_What you will do_
A faithful copy without images is required: write out all the records exactly.

_Material for the task_

• • •

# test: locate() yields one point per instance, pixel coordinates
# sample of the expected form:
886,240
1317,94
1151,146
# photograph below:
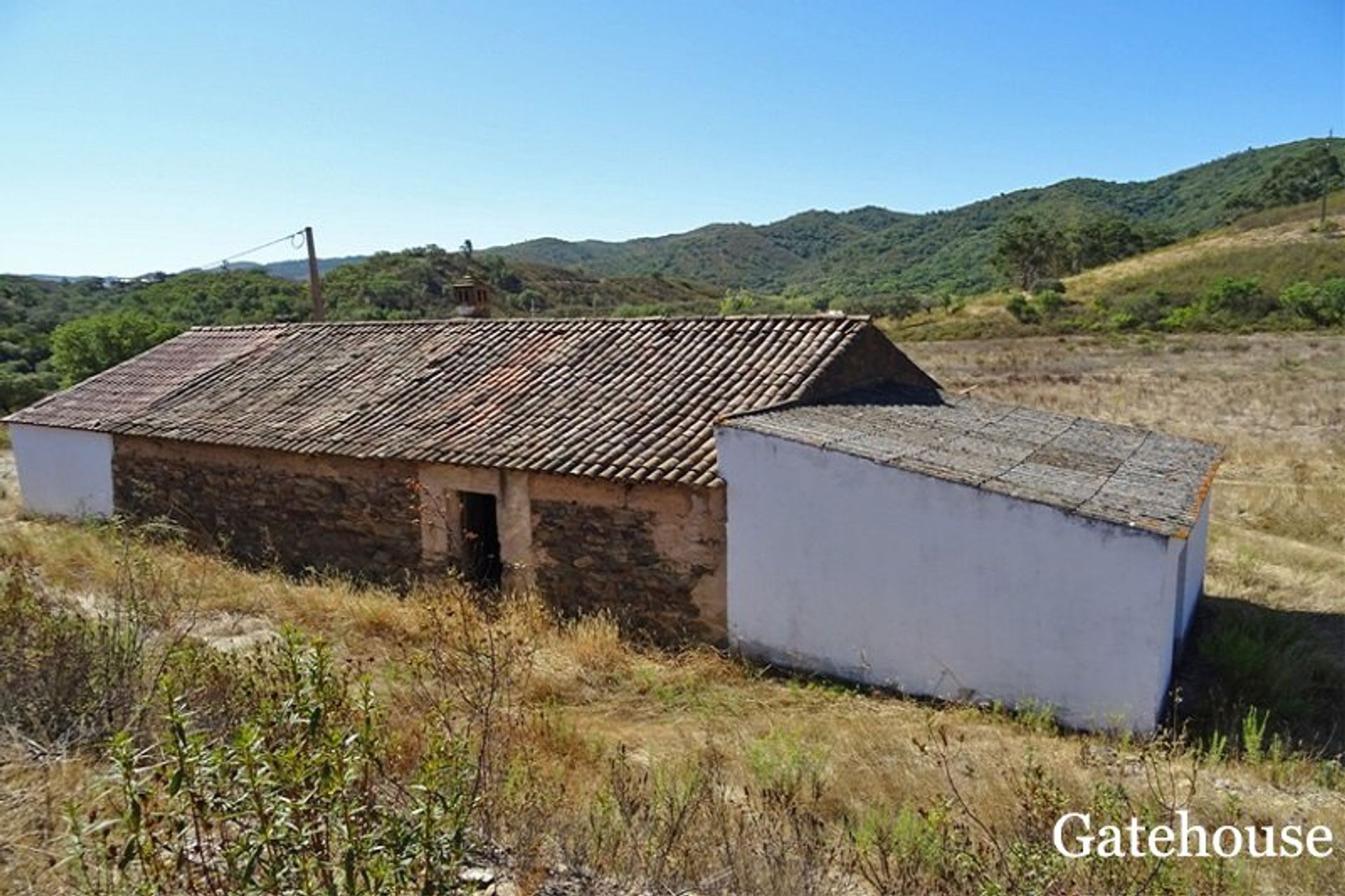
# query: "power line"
223,263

• • •

_Exercise output_
# test: locate() yields one point per instance, pixel coordinates
# sample of the expected form:
886,240
1317,94
1151,146
# photograph below:
# query: "power line"
223,263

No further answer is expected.